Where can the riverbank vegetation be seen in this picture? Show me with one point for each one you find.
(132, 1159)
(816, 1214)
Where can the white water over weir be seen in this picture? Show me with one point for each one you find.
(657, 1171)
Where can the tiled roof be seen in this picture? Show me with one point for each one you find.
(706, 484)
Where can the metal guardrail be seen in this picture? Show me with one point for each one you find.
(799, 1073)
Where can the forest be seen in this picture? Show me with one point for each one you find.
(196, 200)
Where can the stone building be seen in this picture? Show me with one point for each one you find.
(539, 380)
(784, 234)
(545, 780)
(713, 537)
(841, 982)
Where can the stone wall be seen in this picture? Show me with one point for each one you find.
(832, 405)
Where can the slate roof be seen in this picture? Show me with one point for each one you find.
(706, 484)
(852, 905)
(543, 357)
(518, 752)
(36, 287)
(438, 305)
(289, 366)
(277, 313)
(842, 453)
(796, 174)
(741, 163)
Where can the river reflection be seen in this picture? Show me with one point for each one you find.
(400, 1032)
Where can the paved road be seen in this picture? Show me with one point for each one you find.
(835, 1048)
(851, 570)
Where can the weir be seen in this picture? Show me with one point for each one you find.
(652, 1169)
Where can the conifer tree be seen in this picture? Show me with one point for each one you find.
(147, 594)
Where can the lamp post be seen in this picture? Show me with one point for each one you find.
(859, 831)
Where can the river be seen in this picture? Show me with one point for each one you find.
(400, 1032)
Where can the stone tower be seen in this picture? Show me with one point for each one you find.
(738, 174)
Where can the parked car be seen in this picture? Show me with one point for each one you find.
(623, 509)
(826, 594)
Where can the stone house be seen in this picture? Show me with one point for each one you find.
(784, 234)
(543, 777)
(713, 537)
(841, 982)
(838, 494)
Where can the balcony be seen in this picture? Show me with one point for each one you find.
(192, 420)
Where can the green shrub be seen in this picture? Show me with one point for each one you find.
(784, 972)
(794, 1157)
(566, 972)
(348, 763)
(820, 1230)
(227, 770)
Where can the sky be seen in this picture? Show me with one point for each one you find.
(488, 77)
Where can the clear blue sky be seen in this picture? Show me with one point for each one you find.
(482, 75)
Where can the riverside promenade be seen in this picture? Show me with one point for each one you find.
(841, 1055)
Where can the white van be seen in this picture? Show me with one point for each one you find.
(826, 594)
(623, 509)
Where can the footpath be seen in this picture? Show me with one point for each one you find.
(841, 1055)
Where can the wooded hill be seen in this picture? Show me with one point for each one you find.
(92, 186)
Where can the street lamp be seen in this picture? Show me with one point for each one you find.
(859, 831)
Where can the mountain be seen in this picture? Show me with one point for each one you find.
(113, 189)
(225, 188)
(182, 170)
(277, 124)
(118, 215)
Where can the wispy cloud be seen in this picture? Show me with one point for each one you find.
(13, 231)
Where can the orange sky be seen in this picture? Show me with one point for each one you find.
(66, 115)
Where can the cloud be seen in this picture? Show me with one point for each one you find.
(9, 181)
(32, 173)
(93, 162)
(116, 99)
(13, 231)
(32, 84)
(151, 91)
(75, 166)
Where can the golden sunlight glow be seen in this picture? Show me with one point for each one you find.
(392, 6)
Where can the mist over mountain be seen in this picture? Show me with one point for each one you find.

◆ Direction: Take the listing above and write it out again exactly.

◆ Output of the task:
Where can the riverbank vegetation be seen in this picture? Show me with one point for each one you find.
(132, 1159)
(816, 1214)
Where can the white water over weir be seen in this picture? Show me with one point for each one you find.
(657, 1171)
Where can the tiled roof be seen in this picture? Show me with one point for each one you find.
(706, 484)
Where can the metal guardrail be seen in this picture? Show me with one point for each one you find.
(799, 1073)
Where can the forest be seen in this picture? Show me with one point for each one you find.
(196, 200)
Where can the stone building be seen in this picture? Show me with one point for each one you find.
(539, 380)
(784, 234)
(545, 780)
(713, 537)
(841, 982)
Where can the stone wall be seen in this picture? Show me with one point for each one you find.
(832, 405)
Where can the slate roof be seen in this picture? Show me with one point for each one you find.
(706, 484)
(852, 905)
(543, 357)
(518, 752)
(36, 287)
(438, 305)
(289, 366)
(277, 313)
(842, 453)
(796, 174)
(741, 163)
Where can the river reflection be seen in this picture? Show me with one point for each one you find.
(400, 1032)
Where can the paved road be seen in this picture? Show me with one point for each one you find.
(835, 1048)
(851, 570)
Where can the weir be seen in this picture? Show me with one point for each one you find.
(652, 1169)
Where can the conifer tree be seen in this picture? Show me with one point for each one you find.
(147, 594)
Where can the lamp post be seen in this picture? Show me with one point for each one you find.
(859, 831)
Where can the river be seen in this picture? Show me with one point for each one you find.
(400, 1032)
Where can the stone tower be seen in this picture? Show me with one point for each one you find.
(738, 174)
Where can the parked car be seen in this picture? Show me with one point for each one you find.
(623, 509)
(826, 594)
Where can the stone house be seen in this picture? Show me with one point for each one you find.
(784, 234)
(543, 777)
(713, 537)
(841, 982)
(838, 494)
Where can the balcony be seen in this picture? Show me with one point for each one you find.
(192, 420)
Where can the green shrub be seen in this picture? Show me with one point for each one you find.
(784, 972)
(794, 1157)
(566, 972)
(348, 763)
(820, 1230)
(227, 770)
Where can the sky be seen in this picture? Show me with one point for each one you find.
(488, 77)
Where can the clear blue sky be seen in this picture? Show me with one point for each one you find.
(482, 75)
Where can the riverside promenade be seen in this picture? Show me with one point for each one you find.
(841, 1055)
Where can the white van be seen in this picture? Show me with one point for each one you find.
(826, 594)
(623, 509)
Where can the footpath be seen in this picture? Show me with one point for each one you find.
(841, 1055)
Where can the wooded hill be seen in this picture? Show me with one point for each one you find.
(92, 186)
Where can the street lamp be seen in this picture? Show me with one point for each one you find.
(859, 831)
Where can the mountain be seen in this picture? Show me with one point for each one you find.
(113, 189)
(225, 188)
(182, 170)
(277, 124)
(118, 215)
Where can the wispy cloud be seen in this picture? Show me with one point for each one you find.
(13, 231)
Where can the orange sky be seen in this picture? Show me with one point for each one you find.
(66, 115)
Where can the cloud be seen in this picture? Show me with one point for each one you find.
(9, 181)
(32, 173)
(93, 162)
(116, 99)
(13, 231)
(32, 84)
(151, 91)
(75, 166)
Where can the golden sunlight glow be seen in this picture? Show me with one point for each one you find.
(392, 6)
Where can the mist over mountain be seen in this picture? Show me with one point for each one you find.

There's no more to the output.